INFORMATION PROVIDED: Begin

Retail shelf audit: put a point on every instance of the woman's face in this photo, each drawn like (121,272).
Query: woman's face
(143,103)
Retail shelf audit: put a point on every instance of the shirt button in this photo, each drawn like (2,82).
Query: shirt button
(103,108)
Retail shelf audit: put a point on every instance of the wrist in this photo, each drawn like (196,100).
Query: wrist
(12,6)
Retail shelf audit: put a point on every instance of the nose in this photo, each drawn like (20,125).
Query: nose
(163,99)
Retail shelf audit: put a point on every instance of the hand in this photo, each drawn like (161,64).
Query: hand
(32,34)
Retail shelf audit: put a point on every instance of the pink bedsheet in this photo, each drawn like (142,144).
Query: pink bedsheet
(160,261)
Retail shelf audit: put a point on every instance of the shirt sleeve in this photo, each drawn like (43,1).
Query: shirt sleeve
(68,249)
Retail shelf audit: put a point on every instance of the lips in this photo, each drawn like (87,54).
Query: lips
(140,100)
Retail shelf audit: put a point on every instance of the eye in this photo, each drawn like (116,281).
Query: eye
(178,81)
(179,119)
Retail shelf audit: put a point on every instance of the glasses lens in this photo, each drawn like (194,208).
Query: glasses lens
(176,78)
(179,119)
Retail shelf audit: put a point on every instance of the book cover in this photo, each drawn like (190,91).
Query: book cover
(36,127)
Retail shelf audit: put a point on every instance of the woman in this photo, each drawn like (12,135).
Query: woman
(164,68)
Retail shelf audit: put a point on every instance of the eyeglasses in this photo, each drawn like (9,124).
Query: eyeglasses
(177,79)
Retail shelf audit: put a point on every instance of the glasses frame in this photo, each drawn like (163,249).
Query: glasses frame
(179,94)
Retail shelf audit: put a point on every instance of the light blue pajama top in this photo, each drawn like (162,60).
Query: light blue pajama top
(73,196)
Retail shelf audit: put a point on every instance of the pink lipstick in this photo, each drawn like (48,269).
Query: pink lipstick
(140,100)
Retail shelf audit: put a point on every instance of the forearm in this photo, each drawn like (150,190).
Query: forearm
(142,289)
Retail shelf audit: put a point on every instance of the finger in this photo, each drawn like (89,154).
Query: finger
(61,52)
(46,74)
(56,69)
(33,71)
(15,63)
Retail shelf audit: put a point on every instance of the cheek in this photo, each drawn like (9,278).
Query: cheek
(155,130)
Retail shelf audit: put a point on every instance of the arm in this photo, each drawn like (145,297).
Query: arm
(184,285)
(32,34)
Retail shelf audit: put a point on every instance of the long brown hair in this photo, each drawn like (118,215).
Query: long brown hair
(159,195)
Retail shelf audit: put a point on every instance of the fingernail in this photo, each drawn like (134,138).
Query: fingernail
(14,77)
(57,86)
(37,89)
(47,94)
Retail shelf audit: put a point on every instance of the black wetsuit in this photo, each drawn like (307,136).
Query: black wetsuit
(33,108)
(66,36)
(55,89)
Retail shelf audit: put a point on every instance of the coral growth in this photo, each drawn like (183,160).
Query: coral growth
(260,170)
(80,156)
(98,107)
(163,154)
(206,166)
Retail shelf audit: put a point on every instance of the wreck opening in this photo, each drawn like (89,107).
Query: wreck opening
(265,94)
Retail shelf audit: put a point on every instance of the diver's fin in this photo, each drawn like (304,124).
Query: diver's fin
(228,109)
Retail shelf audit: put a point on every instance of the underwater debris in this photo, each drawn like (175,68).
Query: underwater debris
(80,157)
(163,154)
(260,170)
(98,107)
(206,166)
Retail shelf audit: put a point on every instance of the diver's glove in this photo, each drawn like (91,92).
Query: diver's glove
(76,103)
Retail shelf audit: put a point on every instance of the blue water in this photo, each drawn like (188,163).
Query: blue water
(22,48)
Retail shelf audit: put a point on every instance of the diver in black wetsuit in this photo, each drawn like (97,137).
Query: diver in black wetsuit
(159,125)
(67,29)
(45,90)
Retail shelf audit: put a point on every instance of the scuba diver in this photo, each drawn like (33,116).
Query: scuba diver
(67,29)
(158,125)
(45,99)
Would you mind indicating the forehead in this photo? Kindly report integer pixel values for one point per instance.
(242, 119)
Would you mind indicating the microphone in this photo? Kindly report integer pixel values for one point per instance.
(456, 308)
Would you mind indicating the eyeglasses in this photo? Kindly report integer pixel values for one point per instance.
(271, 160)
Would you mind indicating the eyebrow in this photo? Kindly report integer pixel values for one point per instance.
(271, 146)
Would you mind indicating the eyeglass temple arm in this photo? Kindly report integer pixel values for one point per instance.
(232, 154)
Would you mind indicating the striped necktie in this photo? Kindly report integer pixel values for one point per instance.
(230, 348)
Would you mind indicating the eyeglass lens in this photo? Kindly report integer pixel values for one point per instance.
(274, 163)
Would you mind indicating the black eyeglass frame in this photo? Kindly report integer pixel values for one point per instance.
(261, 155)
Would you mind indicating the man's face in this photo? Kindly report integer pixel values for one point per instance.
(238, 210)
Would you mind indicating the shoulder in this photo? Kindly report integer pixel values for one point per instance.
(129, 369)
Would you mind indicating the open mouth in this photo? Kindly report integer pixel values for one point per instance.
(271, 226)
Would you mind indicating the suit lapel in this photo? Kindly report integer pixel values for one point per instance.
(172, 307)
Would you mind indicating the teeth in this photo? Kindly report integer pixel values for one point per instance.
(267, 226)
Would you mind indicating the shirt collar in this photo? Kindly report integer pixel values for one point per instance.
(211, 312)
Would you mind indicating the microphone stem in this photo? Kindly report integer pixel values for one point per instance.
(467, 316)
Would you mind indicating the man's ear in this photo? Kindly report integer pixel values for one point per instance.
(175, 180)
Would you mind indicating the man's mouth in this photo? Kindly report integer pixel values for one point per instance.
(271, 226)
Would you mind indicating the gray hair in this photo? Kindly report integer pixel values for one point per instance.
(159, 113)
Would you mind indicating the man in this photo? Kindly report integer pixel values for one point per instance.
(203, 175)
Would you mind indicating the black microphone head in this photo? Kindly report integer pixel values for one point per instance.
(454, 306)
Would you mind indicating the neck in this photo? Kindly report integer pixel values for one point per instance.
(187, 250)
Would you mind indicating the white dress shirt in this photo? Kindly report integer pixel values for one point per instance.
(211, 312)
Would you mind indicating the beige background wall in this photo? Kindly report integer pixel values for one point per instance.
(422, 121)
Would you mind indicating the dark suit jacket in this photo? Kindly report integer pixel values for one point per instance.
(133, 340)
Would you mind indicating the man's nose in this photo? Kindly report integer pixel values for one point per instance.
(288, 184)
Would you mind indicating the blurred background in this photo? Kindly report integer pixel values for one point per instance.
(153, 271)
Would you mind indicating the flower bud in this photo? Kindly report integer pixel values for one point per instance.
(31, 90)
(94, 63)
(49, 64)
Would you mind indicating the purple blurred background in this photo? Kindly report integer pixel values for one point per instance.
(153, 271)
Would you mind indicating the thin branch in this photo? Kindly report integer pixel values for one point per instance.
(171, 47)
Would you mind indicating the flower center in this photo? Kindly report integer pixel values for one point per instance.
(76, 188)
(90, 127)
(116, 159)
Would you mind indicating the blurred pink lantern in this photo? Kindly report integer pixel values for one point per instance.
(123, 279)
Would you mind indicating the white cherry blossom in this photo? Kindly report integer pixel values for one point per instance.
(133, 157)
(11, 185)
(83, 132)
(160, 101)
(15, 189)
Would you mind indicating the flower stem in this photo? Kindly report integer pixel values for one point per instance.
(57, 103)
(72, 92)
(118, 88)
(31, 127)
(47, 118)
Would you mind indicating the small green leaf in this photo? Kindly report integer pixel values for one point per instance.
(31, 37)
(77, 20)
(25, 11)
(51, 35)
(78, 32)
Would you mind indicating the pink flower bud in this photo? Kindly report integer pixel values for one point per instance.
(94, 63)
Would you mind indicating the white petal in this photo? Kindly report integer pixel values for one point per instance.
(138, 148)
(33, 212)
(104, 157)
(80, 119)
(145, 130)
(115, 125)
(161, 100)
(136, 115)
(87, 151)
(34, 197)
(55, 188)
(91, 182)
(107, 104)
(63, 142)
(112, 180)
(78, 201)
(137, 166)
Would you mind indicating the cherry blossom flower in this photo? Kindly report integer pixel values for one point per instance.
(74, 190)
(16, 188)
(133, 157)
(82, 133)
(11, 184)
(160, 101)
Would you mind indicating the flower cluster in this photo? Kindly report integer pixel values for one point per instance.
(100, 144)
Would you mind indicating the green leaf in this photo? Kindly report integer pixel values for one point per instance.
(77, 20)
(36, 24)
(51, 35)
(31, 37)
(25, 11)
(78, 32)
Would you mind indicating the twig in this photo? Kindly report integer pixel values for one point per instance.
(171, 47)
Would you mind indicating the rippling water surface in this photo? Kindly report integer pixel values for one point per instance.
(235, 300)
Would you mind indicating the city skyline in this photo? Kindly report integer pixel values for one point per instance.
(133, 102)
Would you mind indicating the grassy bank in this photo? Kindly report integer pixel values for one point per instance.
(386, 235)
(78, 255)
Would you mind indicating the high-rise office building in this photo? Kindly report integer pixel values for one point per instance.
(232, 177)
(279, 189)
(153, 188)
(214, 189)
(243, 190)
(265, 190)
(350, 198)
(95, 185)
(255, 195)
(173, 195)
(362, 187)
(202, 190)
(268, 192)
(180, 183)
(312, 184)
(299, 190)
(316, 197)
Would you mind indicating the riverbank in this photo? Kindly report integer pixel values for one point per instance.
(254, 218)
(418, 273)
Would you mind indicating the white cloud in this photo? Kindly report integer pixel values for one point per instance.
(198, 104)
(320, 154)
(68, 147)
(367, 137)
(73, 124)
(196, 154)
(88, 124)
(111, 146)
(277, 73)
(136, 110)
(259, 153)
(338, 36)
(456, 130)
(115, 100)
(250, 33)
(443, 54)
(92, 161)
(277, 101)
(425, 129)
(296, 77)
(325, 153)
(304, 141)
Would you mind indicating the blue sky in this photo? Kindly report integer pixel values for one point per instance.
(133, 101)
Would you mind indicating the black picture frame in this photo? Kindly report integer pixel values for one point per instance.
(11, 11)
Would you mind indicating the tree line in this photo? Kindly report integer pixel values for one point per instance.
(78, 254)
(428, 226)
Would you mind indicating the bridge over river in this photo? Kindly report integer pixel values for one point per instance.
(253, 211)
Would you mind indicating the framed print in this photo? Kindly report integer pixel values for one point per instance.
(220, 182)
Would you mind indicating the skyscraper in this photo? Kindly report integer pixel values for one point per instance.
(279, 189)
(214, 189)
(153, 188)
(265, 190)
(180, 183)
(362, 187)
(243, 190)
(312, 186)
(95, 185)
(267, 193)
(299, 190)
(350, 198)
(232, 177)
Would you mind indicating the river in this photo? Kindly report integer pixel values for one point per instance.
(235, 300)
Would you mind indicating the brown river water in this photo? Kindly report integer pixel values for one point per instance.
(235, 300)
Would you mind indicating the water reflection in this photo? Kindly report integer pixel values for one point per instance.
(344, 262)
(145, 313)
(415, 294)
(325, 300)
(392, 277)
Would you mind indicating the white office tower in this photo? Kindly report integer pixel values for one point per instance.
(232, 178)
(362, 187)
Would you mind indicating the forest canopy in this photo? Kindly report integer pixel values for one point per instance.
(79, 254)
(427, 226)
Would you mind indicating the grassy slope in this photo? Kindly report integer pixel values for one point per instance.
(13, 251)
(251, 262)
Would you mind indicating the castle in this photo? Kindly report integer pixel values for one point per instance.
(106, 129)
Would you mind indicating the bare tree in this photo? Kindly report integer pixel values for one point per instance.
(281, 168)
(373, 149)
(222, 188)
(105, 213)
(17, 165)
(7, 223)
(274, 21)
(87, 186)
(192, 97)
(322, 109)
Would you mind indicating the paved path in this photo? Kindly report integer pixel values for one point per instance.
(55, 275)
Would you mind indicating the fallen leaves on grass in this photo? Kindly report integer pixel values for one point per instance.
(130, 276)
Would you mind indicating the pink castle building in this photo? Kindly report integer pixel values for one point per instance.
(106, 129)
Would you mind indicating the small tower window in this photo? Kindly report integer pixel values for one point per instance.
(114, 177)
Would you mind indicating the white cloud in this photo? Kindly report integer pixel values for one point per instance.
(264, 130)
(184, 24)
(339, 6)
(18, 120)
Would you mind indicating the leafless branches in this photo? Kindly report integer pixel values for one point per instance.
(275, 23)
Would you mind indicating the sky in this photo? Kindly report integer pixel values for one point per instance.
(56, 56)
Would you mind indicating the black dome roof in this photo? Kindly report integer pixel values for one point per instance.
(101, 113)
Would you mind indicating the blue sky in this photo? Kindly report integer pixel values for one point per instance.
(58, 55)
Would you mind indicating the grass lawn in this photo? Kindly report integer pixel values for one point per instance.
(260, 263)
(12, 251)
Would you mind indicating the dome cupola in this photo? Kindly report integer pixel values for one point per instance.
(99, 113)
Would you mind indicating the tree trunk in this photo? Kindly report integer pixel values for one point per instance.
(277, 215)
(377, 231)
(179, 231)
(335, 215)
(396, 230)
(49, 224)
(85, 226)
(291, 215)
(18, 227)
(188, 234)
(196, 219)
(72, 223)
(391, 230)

INFORMATION PROVIDED: End

#### [EXERCISE PROMPT]
In the material above, find the line containing "drawn like (190,91)." and the line containing "drawn like (134,138).", then write out exactly those two lines and every line between them, and nothing more.

#### [WORKED SOLUTION]
Retail shelf audit: put a point on every instance of the book cover in this photo, each drawn like (190,91).
Query: book cover
(36,127)
Retail shelf audit: put a point on every instance of the woman in this photo, each drawn like (12,135).
Query: woman
(164,68)
Retail shelf audit: put a point on every instance of the eyeglasses in this photo, each drawn like (9,124).
Query: eyeglasses
(177,79)
Retail shelf audit: put a point on every instance of the glasses frame in this photo, each drawn like (163,249).
Query: glasses frame
(179,94)
Retail shelf audit: put a point on every instance of the light blue pajama top in this photo, each drawn like (162,60).
Query: light blue pajama top
(73,196)
Retail shelf audit: put a point on every instance of the pink lipstick in this photo, each drawn like (48,269).
Query: pink lipstick
(140,100)
Retail shelf audit: put a point on every instance of the forearm in this photo, each drawn like (150,190).
Query: forearm
(142,289)
Retail shelf audit: put a point on every instance of the finger in this photo, each drawn like (89,154).
Query: finger
(61,52)
(46,74)
(56,69)
(33,71)
(15,63)
Retail shelf audit: put a point on every instance of the cheek in this photo, each drawn like (9,278).
Query: cheek
(155,130)
Retail shelf audit: put a point on every instance of the arm in this photo, each drawn like (145,297).
Query: arm
(184,285)
(32,34)
Retail shelf audit: put a point on every instance of the long brown hair in this photo, each drawn like (118,215).
Query: long brown hair
(159,195)
Retail shelf audit: put a point on every instance of the fingernail in this photo, each drawn like (134,138).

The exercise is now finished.